In the material below, find all lines with the string "shorts" and copy them.

▬▬▬▬▬▬

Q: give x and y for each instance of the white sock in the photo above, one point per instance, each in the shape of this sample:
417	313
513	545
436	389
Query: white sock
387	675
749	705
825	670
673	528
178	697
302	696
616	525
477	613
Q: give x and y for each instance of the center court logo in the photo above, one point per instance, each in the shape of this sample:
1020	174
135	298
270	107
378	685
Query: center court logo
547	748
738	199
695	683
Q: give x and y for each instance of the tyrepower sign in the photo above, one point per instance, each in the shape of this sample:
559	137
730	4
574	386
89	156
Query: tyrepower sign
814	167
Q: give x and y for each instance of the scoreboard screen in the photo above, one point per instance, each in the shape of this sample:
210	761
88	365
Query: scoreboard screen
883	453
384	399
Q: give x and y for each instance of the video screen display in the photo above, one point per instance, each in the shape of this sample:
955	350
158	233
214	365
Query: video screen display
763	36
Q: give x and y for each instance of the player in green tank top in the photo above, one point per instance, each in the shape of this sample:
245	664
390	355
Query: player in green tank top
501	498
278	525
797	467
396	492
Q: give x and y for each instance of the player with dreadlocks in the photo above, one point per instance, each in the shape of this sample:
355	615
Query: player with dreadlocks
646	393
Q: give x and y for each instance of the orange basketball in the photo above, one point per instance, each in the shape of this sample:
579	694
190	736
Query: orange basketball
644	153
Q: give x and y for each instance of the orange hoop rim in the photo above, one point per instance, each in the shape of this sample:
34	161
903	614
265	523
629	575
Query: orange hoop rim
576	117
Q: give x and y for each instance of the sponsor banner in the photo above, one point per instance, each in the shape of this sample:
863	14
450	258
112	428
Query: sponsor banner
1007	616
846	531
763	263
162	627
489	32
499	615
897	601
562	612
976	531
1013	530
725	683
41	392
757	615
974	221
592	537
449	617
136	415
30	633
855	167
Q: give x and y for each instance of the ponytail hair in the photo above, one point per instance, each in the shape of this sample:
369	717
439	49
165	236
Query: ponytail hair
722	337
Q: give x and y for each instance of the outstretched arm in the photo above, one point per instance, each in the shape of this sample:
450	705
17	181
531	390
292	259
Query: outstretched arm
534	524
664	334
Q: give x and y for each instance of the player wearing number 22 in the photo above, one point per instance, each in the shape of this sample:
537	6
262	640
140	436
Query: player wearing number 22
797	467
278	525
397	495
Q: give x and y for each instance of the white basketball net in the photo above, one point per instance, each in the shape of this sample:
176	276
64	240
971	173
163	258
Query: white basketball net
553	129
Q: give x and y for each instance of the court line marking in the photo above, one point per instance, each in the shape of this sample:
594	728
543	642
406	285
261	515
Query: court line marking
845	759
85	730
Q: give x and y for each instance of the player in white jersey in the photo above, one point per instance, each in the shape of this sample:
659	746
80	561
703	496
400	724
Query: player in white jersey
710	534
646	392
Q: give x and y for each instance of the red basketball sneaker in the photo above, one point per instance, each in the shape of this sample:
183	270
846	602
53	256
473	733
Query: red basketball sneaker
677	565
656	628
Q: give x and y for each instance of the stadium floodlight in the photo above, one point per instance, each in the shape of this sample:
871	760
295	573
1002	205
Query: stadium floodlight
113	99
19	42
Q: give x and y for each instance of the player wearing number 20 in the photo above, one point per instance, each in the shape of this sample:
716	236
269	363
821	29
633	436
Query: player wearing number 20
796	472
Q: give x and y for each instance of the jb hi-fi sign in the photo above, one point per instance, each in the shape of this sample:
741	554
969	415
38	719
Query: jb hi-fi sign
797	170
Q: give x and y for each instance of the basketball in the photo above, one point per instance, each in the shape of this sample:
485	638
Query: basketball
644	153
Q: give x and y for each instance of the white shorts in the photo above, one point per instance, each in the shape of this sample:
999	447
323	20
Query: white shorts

▬▬▬▬▬▬

Exercise answer =>
Q: give x and y for each instance of the white shorts in the photo above, one point per instance, each in the shape of this sample:
Query: white shorts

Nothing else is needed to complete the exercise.